What you have to do: The entries below contain a line with "Where can the shadow" and a line with "Where can the grass". Retype exactly everything from the first down to the second, both included, and nothing else.

START Data

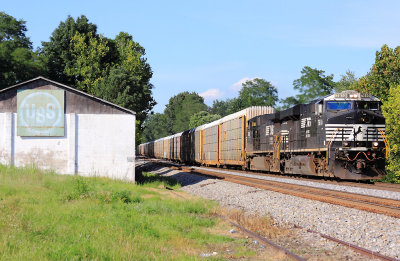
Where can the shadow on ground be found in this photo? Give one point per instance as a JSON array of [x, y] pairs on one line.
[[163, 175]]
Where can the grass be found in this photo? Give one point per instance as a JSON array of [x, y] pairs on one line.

END Data
START Data

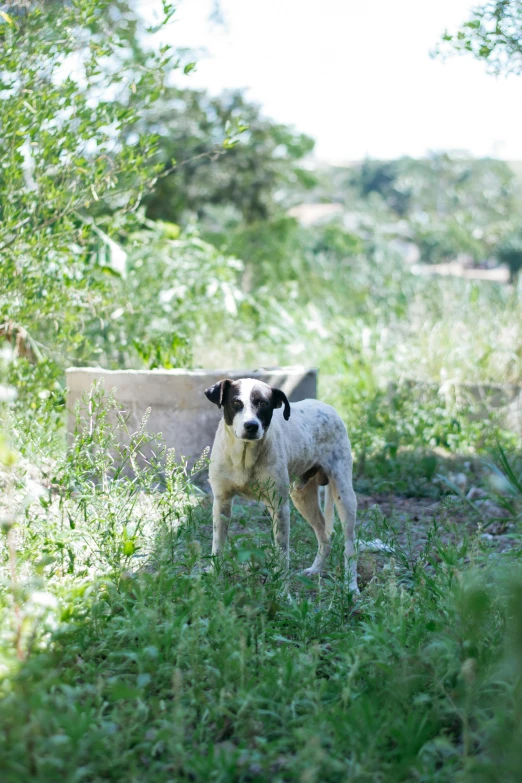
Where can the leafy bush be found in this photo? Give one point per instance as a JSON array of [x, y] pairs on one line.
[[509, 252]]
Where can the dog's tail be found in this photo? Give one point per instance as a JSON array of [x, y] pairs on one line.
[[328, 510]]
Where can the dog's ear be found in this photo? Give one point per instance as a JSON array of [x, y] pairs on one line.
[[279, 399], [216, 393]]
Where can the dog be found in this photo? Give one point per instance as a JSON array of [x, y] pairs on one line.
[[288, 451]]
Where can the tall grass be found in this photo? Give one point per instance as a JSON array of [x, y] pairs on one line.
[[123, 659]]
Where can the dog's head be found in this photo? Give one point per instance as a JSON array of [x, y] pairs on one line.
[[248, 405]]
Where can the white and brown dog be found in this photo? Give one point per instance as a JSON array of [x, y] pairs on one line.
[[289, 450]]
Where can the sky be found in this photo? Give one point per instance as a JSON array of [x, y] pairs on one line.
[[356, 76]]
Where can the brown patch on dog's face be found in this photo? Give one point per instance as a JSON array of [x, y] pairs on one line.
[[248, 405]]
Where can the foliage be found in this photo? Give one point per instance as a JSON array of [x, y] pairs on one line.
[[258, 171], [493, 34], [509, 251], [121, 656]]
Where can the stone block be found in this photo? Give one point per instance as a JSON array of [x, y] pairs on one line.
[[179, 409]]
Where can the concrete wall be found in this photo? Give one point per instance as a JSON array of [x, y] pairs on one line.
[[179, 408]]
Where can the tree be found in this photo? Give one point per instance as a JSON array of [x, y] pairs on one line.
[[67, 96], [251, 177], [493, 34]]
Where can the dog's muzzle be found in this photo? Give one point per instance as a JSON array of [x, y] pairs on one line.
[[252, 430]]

END Data
START Data

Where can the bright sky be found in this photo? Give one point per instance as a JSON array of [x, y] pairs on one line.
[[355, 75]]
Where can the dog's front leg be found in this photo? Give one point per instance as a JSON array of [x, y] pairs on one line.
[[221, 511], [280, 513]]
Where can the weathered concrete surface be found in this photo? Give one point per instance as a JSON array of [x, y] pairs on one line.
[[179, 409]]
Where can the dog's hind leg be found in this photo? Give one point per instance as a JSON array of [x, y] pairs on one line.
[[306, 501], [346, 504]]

END Data

Response below:
Where can the shadow on ground be found in this photo? Give one point per instance as a JSON array of [x, y] pairs on one line.
[[163, 175]]
Where can the grass be found in this photo? Give one point per instance as a JSON array of [x, y] pairs on one line.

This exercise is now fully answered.